__TASK GOAL__:
Rewrite every line of the records below as a Markdown table with the columns Row and Text. Put one non-blank line in each row, numbered in order, and leave out blank lines.

__DATA EXTRACT__:
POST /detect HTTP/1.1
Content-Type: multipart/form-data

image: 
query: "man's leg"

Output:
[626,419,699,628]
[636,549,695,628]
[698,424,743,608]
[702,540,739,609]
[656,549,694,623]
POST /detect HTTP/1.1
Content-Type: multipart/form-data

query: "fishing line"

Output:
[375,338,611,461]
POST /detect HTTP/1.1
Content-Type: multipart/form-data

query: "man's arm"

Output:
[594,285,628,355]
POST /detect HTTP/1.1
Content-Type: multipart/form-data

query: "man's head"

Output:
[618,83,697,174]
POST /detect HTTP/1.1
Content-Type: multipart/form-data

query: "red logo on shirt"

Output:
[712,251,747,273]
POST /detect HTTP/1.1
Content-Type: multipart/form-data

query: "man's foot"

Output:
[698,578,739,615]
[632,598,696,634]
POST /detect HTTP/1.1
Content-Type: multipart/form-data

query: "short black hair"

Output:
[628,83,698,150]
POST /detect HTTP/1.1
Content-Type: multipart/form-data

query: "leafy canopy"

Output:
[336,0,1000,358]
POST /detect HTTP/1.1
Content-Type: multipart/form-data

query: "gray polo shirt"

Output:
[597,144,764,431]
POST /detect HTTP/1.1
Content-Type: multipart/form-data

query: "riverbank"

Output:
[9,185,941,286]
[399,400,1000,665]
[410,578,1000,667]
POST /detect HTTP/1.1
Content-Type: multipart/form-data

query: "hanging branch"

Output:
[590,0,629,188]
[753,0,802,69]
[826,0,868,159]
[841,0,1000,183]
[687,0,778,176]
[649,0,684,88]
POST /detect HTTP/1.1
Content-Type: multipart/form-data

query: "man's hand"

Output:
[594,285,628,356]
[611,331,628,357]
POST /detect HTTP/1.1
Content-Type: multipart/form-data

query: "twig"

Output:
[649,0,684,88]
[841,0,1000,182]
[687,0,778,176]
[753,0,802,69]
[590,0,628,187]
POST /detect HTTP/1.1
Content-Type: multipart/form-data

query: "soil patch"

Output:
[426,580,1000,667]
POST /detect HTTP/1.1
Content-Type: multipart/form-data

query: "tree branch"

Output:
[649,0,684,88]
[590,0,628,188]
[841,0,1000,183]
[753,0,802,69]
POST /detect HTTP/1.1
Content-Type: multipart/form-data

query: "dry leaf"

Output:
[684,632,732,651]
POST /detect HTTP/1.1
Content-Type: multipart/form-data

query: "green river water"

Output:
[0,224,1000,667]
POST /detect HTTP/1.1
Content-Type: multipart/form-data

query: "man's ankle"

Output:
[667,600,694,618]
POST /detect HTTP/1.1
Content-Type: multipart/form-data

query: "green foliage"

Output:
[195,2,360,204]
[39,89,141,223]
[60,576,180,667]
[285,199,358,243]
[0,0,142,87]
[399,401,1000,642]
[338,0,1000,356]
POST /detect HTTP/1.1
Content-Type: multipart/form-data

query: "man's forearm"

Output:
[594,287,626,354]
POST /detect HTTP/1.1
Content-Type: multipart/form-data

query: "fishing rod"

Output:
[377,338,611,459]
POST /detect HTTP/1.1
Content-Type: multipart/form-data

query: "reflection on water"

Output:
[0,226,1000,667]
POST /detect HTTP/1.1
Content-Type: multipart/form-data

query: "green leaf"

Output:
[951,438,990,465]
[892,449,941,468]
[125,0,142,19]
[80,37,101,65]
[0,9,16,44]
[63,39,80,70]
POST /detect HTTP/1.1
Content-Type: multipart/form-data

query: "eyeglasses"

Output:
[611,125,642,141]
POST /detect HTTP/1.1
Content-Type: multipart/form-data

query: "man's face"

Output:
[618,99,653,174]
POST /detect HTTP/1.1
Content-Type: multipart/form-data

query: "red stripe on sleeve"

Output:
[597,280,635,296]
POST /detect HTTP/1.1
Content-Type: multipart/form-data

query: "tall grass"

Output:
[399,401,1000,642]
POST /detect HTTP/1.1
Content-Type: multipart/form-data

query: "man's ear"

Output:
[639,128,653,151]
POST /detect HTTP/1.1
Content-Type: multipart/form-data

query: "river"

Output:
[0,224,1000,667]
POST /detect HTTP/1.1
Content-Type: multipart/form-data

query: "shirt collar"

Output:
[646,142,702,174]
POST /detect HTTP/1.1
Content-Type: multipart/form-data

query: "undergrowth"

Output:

__ANSWER TO THIS TASK__:
| Row | Text |
|---|---|
| 1 | POST /detect HTTP/1.1 |
| 2 | Content-Type: multipart/form-data |
| 3 | image:  |
| 4 | query: "man's leg" |
| 5 | Output: |
| 6 | [626,419,699,628] |
| 7 | [636,549,695,628] |
| 8 | [698,424,743,608] |
| 9 | [702,540,739,609] |
| 10 | [656,549,694,623] |
| 11 | POST /detect HTTP/1.1 |
| 12 | Content-Type: multipart/form-data |
| 13 | query: "fishing line" |
| 14 | Output: |
| 15 | [375,338,611,461] |
| 16 | POST /detect HTTP/1.1 |
| 17 | Content-Type: multipart/form-data |
| 18 | query: "man's arm" |
| 19 | Output: |
| 20 | [594,285,628,355] |
| 21 | POST /detect HTTP/1.1 |
| 22 | Content-Type: multipart/form-data |
| 23 | query: "man's head" |
| 24 | Output: |
| 25 | [618,83,697,174] |
| 26 | POST /detect HTTP/1.1 |
| 27 | Content-Type: multipart/form-data |
| 28 | query: "red logo on shirt" |
| 29 | Output: |
| 30 | [712,251,747,273] |
| 31 | POST /detect HTTP/1.1 |
| 32 | Content-Type: multipart/form-data |
| 33 | query: "man's foot" |
| 34 | Output: |
| 35 | [698,578,739,615] |
| 36 | [632,598,696,634] |
| 37 | POST /detect HTTP/1.1 |
| 38 | Content-Type: multipart/form-data |
| 39 | query: "short black hair" |
| 40 | Output: |
| 41 | [628,83,698,150] |
| 42 | POST /detect HTTP/1.1 |
| 43 | Content-Type: multipart/form-data |
| 44 | query: "leafy canopy" |
| 45 | Output: |
| 46 | [336,0,1000,358] |
| 47 | POST /detect HTTP/1.1 |
| 48 | Content-Type: multipart/form-data |
| 49 | query: "gray polo shirt" |
| 50 | Output: |
| 51 | [597,144,764,431] |
| 52 | POST /detect HTTP/1.1 |
| 53 | Content-Type: multipart/form-data |
| 54 | query: "riverbank" |
| 55 | Output: |
| 56 | [9,185,941,286] |
| 57 | [399,400,1000,665] |
| 58 | [410,578,1000,667] |
| 59 | POST /detect HTTP/1.1 |
| 60 | Content-Type: multipart/form-data |
| 61 | query: "hanging branch" |
| 62 | Output: |
| 63 | [590,0,629,188] |
| 64 | [753,0,802,69] |
| 65 | [826,0,868,159] |
| 66 | [841,0,1000,183] |
| 67 | [687,0,778,176] |
| 68 | [649,0,684,88] |
| 69 | POST /detect HTTP/1.1 |
| 70 | Content-Type: multipart/form-data |
| 71 | query: "man's hand" |
| 72 | Output: |
| 73 | [594,285,628,356] |
| 74 | [611,331,628,357] |
| 75 | POST /detect HTTP/1.1 |
| 76 | Content-Type: multipart/form-data |
| 77 | query: "twig" |
| 78 | Output: |
| 79 | [649,0,684,88] |
| 80 | [841,0,1000,182] |
| 81 | [687,0,778,176] |
| 82 | [753,0,802,69] |
| 83 | [590,0,628,187] |
| 84 | POST /detect HTTP/1.1 |
| 85 | Content-Type: multipart/form-data |
| 86 | query: "soil patch" |
| 87 | Output: |
| 88 | [426,580,1000,667] |
| 89 | POST /detect HTTP/1.1 |
| 90 | Content-Type: multipart/form-data |
| 91 | query: "tree branch" |
| 92 | Output: |
| 93 | [649,0,684,88] |
| 94 | [590,0,628,188] |
| 95 | [841,0,1000,183] |
| 96 | [753,0,802,69] |
| 97 | POST /detect HTTP/1.1 |
| 98 | Content-Type: multipart/form-data |
| 99 | query: "dry leaf" |
| 100 | Output: |
| 101 | [684,632,732,651] |
| 102 | POST /detect HTTP/1.1 |
| 103 | Content-Type: multipart/form-data |
| 104 | query: "green river water" |
| 105 | Output: |
| 106 | [0,224,1000,667] |
| 107 | POST /detect HTTP/1.1 |
| 108 | Content-Type: multipart/form-data |
| 109 | query: "man's ankle" |
| 110 | Output: |
| 111 | [667,600,694,618] |
| 112 | POST /detect HTTP/1.1 |
| 113 | Content-Type: multipart/form-data |
| 114 | query: "green foliage" |
| 115 | Output: |
| 116 | [195,2,360,204] |
| 117 | [39,89,141,223] |
| 118 | [60,576,180,667] |
| 119 | [285,199,358,243] |
| 120 | [0,0,142,87] |
| 121 | [399,401,1000,642] |
| 122 | [338,0,1000,356] |
| 123 | POST /detect HTTP/1.1 |
| 124 | Content-Type: multipart/form-data |
| 125 | query: "man's forearm" |
| 126 | Output: |
| 127 | [594,287,626,354] |
| 128 | POST /detect HTTP/1.1 |
| 129 | Content-Type: multipart/form-data |
| 130 | query: "fishing rod" |
| 131 | Output: |
| 132 | [377,338,611,459] |
| 133 | POST /detect HTTP/1.1 |
| 134 | Content-Type: multipart/form-data |
| 135 | query: "reflection on water" |
| 136 | Output: |
| 137 | [0,226,1000,667] |
| 138 | POST /detect HTTP/1.1 |
| 139 | Content-Type: multipart/form-data |
| 140 | query: "green leaf" |
| 141 | Output: |
| 142 | [951,438,990,465] |
| 143 | [892,449,941,468] |
| 144 | [125,0,142,19] |
| 145 | [80,37,101,65] |
| 146 | [0,9,16,44] |
| 147 | [63,39,80,70] |
| 148 | POST /detect HTTP/1.1 |
| 149 | Content-Type: multipart/form-data |
| 150 | query: "eyeglasses" |
| 151 | Output: |
| 152 | [611,125,642,141] |
| 153 | POST /detect HTTP/1.1 |
| 154 | Content-Type: multipart/form-data |
| 155 | query: "man's face" |
| 156 | Output: |
| 157 | [618,99,653,174] |
| 158 | POST /detect HTTP/1.1 |
| 159 | Content-Type: multipart/form-data |
| 160 | query: "red stripe on sleeve" |
| 161 | Output: |
| 162 | [597,280,635,296] |
| 163 | POST /detect HTTP/1.1 |
| 164 | Content-Type: multipart/form-data |
| 165 | query: "tall grass" |
| 166 | Output: |
| 167 | [399,401,1000,642] |
| 168 | POST /detect HTTP/1.1 |
| 169 | Content-Type: multipart/form-data |
| 170 | query: "man's ear" |
| 171 | Output: |
| 172 | [639,128,653,151] |
| 173 | POST /detect HTTP/1.1 |
| 174 | Content-Type: multipart/form-data |
| 175 | query: "river" |
| 176 | Output: |
| 177 | [0,224,1000,667] |
| 178 | POST /detect HTTP/1.1 |
| 179 | Content-Type: multipart/form-data |
| 180 | query: "shirt collar" |
| 181 | Output: |
| 182 | [646,142,702,174] |
| 183 | POST /detect HTTP/1.1 |
| 184 | Content-Type: multipart/form-data |
| 185 | query: "undergrowth" |
| 186 | Output: |